Data entries

____________________

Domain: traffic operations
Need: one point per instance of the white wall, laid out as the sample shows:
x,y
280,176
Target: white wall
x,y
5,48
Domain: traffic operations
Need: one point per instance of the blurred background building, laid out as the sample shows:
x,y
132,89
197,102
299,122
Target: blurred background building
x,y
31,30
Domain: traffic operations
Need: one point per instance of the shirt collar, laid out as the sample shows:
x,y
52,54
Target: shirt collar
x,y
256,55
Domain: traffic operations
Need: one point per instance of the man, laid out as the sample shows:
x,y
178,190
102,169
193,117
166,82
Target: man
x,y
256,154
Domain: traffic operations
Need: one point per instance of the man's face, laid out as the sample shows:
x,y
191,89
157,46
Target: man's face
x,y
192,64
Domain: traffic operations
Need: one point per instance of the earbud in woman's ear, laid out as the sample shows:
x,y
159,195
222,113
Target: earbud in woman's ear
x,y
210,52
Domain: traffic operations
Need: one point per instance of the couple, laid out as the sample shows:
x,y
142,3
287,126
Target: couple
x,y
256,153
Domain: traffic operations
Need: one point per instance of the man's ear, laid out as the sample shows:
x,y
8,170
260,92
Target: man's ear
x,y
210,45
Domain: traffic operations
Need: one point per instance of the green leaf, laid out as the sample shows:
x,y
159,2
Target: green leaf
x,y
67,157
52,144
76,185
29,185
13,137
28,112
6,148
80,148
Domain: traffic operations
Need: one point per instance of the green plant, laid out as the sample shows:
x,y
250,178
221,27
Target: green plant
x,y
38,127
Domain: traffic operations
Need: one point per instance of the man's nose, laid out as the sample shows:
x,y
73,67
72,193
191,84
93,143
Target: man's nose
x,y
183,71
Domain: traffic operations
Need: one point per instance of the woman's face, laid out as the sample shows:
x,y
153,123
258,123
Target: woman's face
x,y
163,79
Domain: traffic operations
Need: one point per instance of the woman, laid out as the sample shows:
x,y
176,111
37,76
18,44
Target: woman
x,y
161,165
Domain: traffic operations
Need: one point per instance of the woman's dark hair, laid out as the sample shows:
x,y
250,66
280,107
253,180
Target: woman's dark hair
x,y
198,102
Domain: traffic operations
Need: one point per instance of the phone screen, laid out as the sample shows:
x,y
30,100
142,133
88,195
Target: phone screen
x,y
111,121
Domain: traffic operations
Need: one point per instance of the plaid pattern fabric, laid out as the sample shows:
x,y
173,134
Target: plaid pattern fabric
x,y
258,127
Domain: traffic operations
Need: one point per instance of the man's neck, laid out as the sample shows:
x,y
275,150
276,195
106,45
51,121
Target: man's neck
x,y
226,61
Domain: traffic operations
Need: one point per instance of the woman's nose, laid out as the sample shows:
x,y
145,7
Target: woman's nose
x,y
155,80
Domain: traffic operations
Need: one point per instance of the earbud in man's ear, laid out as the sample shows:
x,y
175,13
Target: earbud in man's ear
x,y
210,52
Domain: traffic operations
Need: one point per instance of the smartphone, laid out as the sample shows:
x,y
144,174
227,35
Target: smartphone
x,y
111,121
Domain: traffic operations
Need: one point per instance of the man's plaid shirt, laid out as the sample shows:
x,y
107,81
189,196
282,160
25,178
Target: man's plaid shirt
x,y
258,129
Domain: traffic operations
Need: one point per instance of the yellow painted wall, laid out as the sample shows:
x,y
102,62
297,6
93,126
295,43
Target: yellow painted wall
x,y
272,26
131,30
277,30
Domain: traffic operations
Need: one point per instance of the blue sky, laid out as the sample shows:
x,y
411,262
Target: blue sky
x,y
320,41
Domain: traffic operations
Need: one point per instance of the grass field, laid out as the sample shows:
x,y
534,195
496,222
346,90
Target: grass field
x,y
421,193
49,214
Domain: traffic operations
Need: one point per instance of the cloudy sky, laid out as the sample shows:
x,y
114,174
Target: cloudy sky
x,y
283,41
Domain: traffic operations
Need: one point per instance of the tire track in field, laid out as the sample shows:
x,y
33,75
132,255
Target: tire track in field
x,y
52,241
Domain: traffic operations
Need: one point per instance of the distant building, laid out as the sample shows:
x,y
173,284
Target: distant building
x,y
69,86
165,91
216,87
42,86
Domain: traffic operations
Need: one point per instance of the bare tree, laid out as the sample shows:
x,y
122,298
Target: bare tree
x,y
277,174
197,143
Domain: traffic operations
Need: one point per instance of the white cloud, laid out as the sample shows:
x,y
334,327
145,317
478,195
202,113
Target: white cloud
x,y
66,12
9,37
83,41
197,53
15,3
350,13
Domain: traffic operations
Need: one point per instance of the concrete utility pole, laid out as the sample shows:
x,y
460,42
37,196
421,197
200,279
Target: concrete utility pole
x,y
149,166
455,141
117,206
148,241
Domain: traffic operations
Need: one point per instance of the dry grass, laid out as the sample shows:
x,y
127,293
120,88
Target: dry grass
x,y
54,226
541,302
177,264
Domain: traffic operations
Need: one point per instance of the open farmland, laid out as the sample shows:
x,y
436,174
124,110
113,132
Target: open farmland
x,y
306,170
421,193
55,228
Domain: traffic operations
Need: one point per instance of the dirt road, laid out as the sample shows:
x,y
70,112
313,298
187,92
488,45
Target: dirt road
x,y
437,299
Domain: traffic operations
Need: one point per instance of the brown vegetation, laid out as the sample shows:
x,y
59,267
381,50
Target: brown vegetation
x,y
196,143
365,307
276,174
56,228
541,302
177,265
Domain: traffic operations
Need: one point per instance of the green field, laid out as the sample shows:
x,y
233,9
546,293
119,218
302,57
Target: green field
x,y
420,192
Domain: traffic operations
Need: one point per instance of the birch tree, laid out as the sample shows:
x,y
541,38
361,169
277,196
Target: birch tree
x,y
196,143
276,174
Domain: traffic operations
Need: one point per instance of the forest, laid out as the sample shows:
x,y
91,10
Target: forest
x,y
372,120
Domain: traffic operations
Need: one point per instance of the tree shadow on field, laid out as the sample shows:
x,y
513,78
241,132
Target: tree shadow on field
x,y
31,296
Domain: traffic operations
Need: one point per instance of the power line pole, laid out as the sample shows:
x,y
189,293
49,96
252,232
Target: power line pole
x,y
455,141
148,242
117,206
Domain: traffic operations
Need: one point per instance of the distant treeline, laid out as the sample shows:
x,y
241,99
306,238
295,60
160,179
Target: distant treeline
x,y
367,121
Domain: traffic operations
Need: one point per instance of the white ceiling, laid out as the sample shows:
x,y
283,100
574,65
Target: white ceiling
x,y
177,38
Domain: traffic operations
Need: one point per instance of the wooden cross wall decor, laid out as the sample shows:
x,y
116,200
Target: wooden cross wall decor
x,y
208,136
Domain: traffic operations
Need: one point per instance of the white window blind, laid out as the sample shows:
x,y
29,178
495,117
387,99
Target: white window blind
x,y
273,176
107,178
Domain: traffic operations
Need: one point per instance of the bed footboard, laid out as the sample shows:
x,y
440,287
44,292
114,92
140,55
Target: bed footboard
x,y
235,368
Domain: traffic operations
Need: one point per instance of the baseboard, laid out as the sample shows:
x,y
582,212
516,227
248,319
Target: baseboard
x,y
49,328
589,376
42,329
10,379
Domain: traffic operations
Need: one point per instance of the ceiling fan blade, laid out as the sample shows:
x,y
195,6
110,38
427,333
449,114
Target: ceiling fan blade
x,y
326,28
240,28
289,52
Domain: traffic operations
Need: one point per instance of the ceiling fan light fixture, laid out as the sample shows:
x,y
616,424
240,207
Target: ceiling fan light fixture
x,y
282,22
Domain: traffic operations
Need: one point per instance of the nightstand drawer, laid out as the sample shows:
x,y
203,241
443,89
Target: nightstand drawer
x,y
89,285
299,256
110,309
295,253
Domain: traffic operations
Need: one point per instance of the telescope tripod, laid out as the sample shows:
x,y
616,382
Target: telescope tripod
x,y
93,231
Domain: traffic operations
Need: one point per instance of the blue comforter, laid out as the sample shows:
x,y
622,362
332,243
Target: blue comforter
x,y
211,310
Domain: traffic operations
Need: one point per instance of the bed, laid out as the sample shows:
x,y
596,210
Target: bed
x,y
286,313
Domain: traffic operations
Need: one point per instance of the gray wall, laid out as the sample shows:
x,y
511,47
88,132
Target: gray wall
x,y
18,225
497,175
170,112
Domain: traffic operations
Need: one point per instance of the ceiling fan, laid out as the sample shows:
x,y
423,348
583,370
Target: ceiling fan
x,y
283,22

____________________

## SET EXERCISE
Which lines above contain the string "window"? Pick out each of them and copy it in full.

## RESPONSE TO THE TASK
Need: one point per instance of the white window blind, laid out as the sample shows:
Target: white window blind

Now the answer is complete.